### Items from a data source
----------

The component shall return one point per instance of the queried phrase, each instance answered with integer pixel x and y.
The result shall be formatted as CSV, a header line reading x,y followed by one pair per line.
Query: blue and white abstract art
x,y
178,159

----------

Among the lines of the data, which ones contain the word "shall"? Show them.

### Answer box
The component shall return one point per instance of the queried phrase, each instance answered with integer pixel x and y.
The result shall be formatted as CSV, a header line reading x,y followed by one pair per line.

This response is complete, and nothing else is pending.